# Has anyone ever thought of making a Haunt Forum Calendar?



## The Archivist (May 31, 2009)

I had an idea based on the Haunted Ontario calendar. Why don't we have an 20__ Best of Haunt Forum Calendar? We send in pics of our best stuff and vote who gets in based on different categories. Limit the number of entries, say 2 photos per category. Winner of the finalists (for each month) would get a free calendar, or something like that.

Seems to me that would be kind of interesting.


----------



## debbie5 (Mar 2, 2007)

How about a Men of Haunt Forum calendar?

LOL...


----------



## The Archivist (May 31, 2009)

Snort. This is why I like you Debbie, your sense of humor is warped.


----------



## Zurgh (Dec 21, 2009)

Hey, can I be Mr. Octember?


----------



## The Archivist (May 31, 2009)

No, it would be pictures of our props. Not the people.


----------



## Hauntiholik (May 17, 2006)

The issues are the cost of production and the how many calendars would actually sell (I mean money sent in not 'put me down for one and I'll never pay for it').

Scareshack is a member here and he has been creating a home haunt calendar since 2007.

http://www.hauntcalendar.com/index.html


----------



## RoxyBlue (Oct 6, 2008)

Scareshack was the first person I thought of also. He's a calendar making kind of guy


----------



## joker (Sep 25, 2007)

debbie5 said:


> How about a Men of Haunt Forum calendar?
> 
> LOL...

**EXERCISE INSTRUCTIONS**
Continue the forum thread about a Haunt Forum calendar from the point where it stops.

**GIVEN INFORMATION**
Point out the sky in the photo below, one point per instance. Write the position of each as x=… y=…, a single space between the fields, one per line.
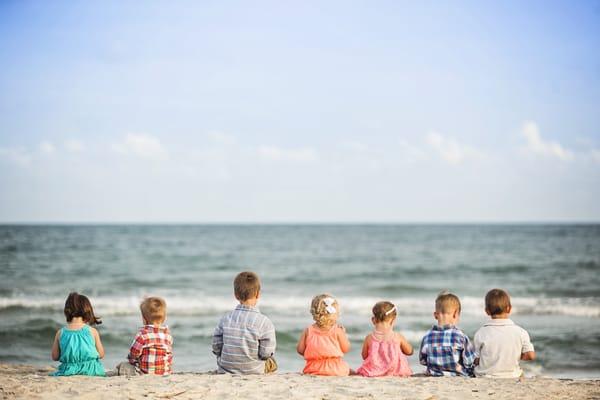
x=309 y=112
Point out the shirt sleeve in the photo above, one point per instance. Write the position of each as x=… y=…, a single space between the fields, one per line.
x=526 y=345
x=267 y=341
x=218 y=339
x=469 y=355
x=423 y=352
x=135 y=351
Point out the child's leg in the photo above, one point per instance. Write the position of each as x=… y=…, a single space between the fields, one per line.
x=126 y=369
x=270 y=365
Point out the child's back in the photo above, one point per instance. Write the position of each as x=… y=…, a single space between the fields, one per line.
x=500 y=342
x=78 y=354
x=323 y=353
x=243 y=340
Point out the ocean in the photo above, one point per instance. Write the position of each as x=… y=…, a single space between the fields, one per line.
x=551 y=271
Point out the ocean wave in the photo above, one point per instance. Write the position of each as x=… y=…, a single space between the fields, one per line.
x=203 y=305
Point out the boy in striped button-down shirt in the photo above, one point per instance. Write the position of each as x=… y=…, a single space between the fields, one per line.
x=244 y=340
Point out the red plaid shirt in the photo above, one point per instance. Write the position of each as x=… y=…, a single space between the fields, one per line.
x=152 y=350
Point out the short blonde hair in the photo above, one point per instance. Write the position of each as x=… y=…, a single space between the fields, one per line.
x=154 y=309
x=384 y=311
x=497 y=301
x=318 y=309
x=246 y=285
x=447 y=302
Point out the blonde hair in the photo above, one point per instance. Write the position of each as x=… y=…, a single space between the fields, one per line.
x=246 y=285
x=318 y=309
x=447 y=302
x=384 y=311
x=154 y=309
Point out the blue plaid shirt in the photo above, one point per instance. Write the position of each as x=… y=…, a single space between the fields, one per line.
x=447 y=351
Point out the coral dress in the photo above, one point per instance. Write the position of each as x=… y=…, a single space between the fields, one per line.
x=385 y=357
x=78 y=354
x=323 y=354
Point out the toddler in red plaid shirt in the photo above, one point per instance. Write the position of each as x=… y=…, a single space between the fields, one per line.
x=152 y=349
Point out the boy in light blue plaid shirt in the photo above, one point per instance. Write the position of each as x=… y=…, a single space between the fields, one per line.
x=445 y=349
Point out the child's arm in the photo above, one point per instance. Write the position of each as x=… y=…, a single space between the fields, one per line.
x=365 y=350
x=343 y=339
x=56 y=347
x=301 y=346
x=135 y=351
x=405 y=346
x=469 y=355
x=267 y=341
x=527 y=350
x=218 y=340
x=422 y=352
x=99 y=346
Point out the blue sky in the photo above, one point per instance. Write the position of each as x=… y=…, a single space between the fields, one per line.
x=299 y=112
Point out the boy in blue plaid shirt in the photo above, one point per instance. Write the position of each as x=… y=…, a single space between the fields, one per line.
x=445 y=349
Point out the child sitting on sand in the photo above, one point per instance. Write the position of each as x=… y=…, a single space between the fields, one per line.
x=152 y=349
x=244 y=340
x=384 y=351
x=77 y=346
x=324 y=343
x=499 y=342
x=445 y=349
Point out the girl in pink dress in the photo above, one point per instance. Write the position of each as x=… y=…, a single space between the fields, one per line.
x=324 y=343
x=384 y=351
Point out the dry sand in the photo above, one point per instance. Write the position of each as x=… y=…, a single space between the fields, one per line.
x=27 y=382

**FINAL ANSWER**
Pretty sure I won't have to worry about being featured on there...lol.


----------



## Uruk-Hai (Nov 4, 2006)

It was Scareshack's great calendars that inspired me to do the 2010 Haunted Ontario one for haunters up here in Canada. I think he did up 2 years of printed versions and then last year switched to desktop wallpapers. I won't speak for him but I would guess it was the amount of work/costs vs. limited returns that influenced his decision.

With my calendar I'm only doing a print run of 100 as I didn't want to be stuck with boxes and boxes of it. So far I've sold about half and more or less covered my up-front costs which is a great relief.


----------



## Evil Andrew (Nov 6, 2009)

In an artist guild I used to belong to, we found the calendars weren't real big sellers. Each of the 12 artists that were featured would buy a couple for Xmas presents. Not many people that weren't featured in the calendar would buy one. We would make back our printing cost and that was about it.

What we did have some success with "vanity" books. There is an online publishing company - blurb.com - where you can do the layout/design and they print the books and ship them. This sort of thing would really lend itself to haunt pictures. 

We made a book that featured all the artists in an exhibit at a local museum. In the book, we were able to include the works of over 80 artists , and sold 1 or more copies to almost all 80. After that, some artists published books of just their works. They would hand them out at gallery receptions and send them to high $ customers as thank-yous. 

I bet if someone put together a book that featured pics of 200 different haunts, they'd sell at least 200 copies.

For calendars or books, you would want to have an entry form where each person gave permission for their pictures to be used ( you don't want to print a bunch and have copyright problems when someone changes their mind). 

Has anyone talked to the forum owner about this idea ? You definitely wound not want to use the HauntForum name without their permission or partnering with them.


----------



## Uruk-Hai (Nov 4, 2006)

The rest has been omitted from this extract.